COMPITI PROPOSTI
1) Rispondi a queste domande sull'estratto:
(a) Chi fu sindaco del Comune tra l'ultimo decennio del secolo XIX e il primo del successivo?
(b) Alle dipendenze di chi era la Guardia Nazionale che inseguiva i briganti?
(c) Con quale miraggio torna l'emigrato protagonista del viaggio?
2) Queste affermazioni concordano con l'estratto? Rispondi sì o no a ciascuna, citando le parole decisive.
(a) L'esercito dei briganti era sotto il comando di Crocco.
(b) La consistenza urbanistica di Stigliano è dettata più dagli abitanti che dalla Natura.
(c) L'emigrato torna dall'Argentina.
3) Estrai senza alcuna modifica il passo dell'estratto che comincia con le parole "Il viaggio è" e si chiude dopo le parole "cerca di fortuna!".

ESTRATTO DEL DOCUMENTO
╔══
Perché allora Stigliano non si trova? Voglio dire come entità abitativa, storico-geografica, strutturale ed etica?  E men che meno nella consistenza urbanistica, dettata più dalla Natura che dagli abitanti e solo per qualche  determinazione del benemerito don Biagio Dechiara, sindaco del Comune tra l’ultimo decennio del secolo XIX e il primo del successivo. Il luogo è indicato sin dall’inizio come meta di un viaggio notturno nel romanzo: parola che si è evoluta, ormai intesa come scritto lungo rispetto a un racconto, privo di ogni altra connotazione. Si legge nel IV di copertina: “Un romanzo a tratti esilarante, tessuto tra realtà e fantasia sul filo di una memoria mediata dal cinema e dai fumetti, dai briganti e da New York, che recupera. Grazie alla forza di alcune espressioni dialettali, lo spirito di una piccola comunità lucana degna di essere ricordata”. In queste parole si definisce in maniera concisa ciò che c’è e ciò che manca nel libro . E’ un racconto certamente esilarante per la scrittura rapida e cristallina, che si serve di un lessico appropriato e a volte addirittura ricercato per quanto dotto. Circa la storia, intendo dire  i fatti accaduti, è appena accennata in quelli più noti, ad es. del 1861, allorché  orde di briganti impazzavano per la Basilicata dal melfese  alla provincia di Matera [ un vero  Mezzogiorno di fuoco – per ricorrere ad una mediazione di films di cui l’autore costantemente si serve]. L’esercito dei briganti sconvolsero la nostra provincia soprattutto in una vasta zona dalla marina di Policoro e Metaponto sino alle alture di Stigliano, in attesa del gen.le Borjès,  sotto il comando di Crocco inseguiti dalla Guardia Nazionale alla dipendenze del Cap.no Luigi Franchi di Pisticci.* Nel libro di Colangelo la storia è già diventata leggenda, indotta  con la trascrizione di un brano di  “fumetto” (p.8) riprodotto con la scrittura da giornaletto illustrato da figure, un tempo in bianco e nero.

Il viaggio è quello di un emigrato di ritorno dagli States americani col miraggio di venire in possesso di una possibile eredità. Il fatto sa di paradosso storico: l’emigrato rientra in un luogo da cui si era allontanato in cerca di fortuna!
╚══
DATI FORNITI
╔══
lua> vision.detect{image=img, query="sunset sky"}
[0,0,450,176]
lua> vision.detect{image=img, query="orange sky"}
╚══
RISPOSTE AI COMPITI
1)
(a) Don Biagio Dechiara.
(b) Del capitano Luigi Franchi di Pisticci.
(c) Quello di venire in possesso di una possibile eredità.

2)
(a) Sì: «sotto il comando di Crocco».
(b) No: «dettata più dalla Natura che dagli abitanti».
(c) No: «di ritorno dagli States americani».

3)
Il viaggio è quello di un emigrato di ritorno dagli States americani col miraggio di venire in possesso di una possibile eredità. Il fatto sa di paradosso storico: l’emigrato rientra in un luogo da cui si era allontanato in cerca di fortuna!